Passage to read:
──────

Sawyer was in his 20s when the war broke. His Quaker belief in non-violence kept him from becoming a soldier. Still, he wanted to help his country, so he joined the CPS.

Warren Sawyer:

"The whole program started out in the forests, in the back woods. The Selective Service people thought it would be a good idea to keep these people away from ordinary citizens."
Throughout the war, conscientious objectors worked on a range of civic projects. Some helped build America's national parks. Others jumped from airplanes to fight fires in the west while some, like Sawyer, became human guinea pigs, subjecting themselves to mental and medical experiments.

Warren Sawyer:

"I was inoculated with 100 cc's of the virus yellow jaundice; I guess I was lucky because I never got it…it meant being stuck two or three times a day, that's three days a week."
Sawyer signed up for a yellow jaundice experiment, conducted at the University of Pennsylvania. He says he was only one of the conscientious objectors who participated in medical experiments all over the country.

──────

Source data:

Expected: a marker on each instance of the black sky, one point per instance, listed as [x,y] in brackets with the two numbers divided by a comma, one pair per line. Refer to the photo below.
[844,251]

──────

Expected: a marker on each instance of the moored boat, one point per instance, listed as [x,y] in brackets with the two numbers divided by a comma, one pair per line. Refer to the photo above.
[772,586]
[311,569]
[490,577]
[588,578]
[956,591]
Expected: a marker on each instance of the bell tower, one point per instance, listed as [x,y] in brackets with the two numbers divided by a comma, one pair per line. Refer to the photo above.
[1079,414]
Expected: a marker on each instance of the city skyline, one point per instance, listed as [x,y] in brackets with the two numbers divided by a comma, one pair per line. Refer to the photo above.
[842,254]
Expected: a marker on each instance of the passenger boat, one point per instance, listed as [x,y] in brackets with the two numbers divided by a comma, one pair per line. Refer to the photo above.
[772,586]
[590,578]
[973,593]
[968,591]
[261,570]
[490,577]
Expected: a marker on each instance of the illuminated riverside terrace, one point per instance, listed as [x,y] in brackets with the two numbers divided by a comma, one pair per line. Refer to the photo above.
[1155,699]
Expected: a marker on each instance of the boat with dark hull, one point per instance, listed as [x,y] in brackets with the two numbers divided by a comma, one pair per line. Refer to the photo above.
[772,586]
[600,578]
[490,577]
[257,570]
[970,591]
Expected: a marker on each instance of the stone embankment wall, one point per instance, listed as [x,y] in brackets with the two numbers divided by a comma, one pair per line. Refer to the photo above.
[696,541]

──────

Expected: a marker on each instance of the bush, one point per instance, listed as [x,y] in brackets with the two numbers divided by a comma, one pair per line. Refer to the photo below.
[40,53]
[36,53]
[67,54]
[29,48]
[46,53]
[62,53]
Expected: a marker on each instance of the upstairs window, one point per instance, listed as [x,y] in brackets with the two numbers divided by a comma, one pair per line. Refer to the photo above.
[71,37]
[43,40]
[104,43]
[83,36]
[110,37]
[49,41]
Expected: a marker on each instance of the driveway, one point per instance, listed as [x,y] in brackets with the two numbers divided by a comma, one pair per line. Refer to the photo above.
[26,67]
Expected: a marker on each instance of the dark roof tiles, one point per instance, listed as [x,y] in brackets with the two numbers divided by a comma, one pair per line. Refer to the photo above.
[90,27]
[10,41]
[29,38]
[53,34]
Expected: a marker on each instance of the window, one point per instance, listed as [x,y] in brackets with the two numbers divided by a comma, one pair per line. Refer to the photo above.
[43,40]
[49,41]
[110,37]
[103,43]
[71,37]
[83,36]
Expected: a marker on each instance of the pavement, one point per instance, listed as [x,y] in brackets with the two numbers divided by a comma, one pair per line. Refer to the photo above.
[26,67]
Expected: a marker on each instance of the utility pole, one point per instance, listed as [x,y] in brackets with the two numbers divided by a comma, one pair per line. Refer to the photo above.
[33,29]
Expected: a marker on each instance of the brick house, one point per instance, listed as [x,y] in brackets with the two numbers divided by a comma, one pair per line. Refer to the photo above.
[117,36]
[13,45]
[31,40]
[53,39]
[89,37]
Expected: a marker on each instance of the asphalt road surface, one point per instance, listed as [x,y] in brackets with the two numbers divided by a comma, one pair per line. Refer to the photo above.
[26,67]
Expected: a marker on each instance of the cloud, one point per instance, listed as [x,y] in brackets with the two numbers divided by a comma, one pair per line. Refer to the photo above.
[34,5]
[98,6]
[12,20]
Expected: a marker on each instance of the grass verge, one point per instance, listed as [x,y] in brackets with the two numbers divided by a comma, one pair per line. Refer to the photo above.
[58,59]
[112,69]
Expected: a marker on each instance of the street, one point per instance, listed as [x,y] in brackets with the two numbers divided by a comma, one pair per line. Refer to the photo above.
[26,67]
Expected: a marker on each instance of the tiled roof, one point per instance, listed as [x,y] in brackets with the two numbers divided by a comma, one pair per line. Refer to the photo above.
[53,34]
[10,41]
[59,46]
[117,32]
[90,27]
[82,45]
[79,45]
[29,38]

──────

Tasks:
[a] Translate this sentence from the passage about Warren Sawyer into Spanish: "Throughout the war, conscientious objectors worked on a range of civic projects."
[b] Repeat word for word the part of the passage about Warren Sawyer starting at "Throughout the war, conscientious" and ending at "over the country.".

Per-task outputs:
[a] Durante la guerra, los objetores de conciencia trabajaron en una variedad de proyectos cívicos.

[b]
Throughout the war, conscientious objectors worked on a range of civic projects. Some helped build America's national parks. Others jumped from airplanes to fight fires in the west while some, like Sawyer, became human guinea pigs, subjecting themselves to mental and medical experiments.

Warren Sawyer:

"I was inoculated with 100 cc's of the virus yellow jaundice; I guess I was lucky because I never got it…it meant being stuck two or three times a day, that's three days a week."
Sawyer signed up for a yellow jaundice experiment, conducted at the University of Pennsylvania. He says he was only one of the conscientious objectors who participated in medical experiments all over the country.